Although the name Operation Agreement may be new to many, it actually furnished the subject for at least one novel and no less than two feature films. Yes, there was a secret unit in the British army known as the Special Interrogation Group, or SIG, comprising German Jewish refugees recruited in Palestine. Furthermore, the German High Command did issue orders that captured members of the SIG were to be shot out of hand. Finally, the SIG did participate in a raid in which its members were to sneak British commandos into Tobruk by masquerading as German soldiers escorting British POWs into captivity.

Contrary to the fictionalized versions, however, that raid was not the entire story. It was one part of a very complex operation that included an amphibious assault on Tobruk carried out by British army and Royal Marine units, some of which were inserted by submarine. Also missing from most accounts are the coordinated attacks by land forces that emerged from the desert to strike other enemy targets, including Benghazi.

Where fiction really diverges from fact is that while the filmed depictions of Operation Agreement ended in costly success, the actual operation was a fiasco, claiming the lives of some 800 Allied personnel and capture of another 576. It also cost the Royal Navy one cruiser, two destroyers and four motor torpedo boats. In Operation Agreement Sadler candidly recounts the true story of one of the most disastrous Allied combined operations of World War II.

The fault, of course, lay not with the SIG or any of the other military units involved. Indeed, the participants displayed plenty of heroism. The true origin of the disaster lay in the plan itself, which was ill conceived, overly ambitious and hastily arranged. Worst of all, planners wholly disregarded lessons learned from mistakes made on previous raids. As a result, Operation Agreement required the coordinated actions of disparate land, sea and air elements, including naval and amphibious units, all converging from different directions with precise timing to achieve success. Planners provided insufficient air and naval support, relied too much on diversionary tactics and completely underestimated the enemy’s ability to repel the raid.

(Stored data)
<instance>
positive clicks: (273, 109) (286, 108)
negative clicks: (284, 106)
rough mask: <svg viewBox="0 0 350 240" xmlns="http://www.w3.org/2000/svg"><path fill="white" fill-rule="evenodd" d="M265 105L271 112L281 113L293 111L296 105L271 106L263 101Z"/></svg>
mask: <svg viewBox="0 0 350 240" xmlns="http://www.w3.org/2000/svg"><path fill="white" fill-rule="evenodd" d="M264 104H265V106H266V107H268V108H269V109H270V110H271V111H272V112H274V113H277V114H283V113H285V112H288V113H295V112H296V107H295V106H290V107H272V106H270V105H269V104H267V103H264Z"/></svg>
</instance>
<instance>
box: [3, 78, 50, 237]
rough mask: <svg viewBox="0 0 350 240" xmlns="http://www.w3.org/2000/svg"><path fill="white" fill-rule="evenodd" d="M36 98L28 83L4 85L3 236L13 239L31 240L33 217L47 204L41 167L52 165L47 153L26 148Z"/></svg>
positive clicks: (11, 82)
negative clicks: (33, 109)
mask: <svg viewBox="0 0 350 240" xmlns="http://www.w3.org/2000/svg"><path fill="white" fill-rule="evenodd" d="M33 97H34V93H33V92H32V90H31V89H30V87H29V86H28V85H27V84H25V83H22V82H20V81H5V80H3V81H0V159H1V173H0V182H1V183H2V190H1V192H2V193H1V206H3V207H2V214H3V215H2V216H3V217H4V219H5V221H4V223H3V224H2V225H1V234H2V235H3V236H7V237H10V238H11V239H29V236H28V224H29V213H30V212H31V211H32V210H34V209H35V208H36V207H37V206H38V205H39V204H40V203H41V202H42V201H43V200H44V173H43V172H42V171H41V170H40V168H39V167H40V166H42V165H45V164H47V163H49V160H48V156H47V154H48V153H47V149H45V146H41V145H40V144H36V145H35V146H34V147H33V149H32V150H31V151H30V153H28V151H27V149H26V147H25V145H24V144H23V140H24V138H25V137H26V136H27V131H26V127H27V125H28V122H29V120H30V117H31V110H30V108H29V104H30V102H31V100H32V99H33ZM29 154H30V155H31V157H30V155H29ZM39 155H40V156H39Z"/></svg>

• _Work instruction_
Answer these questions using the text on Operation Agreement:
(a) What did the German High Command order for captured members of the SIG?
(b) How many Allied personnel were captured in the operation?
(c) What vessels did the operation cost the Royal Navy?

• _Solved problem_
(a) They were to be shot out of hand.
(b) 576.
(c) One cruiser, two destroyers and four motor torpedo boats.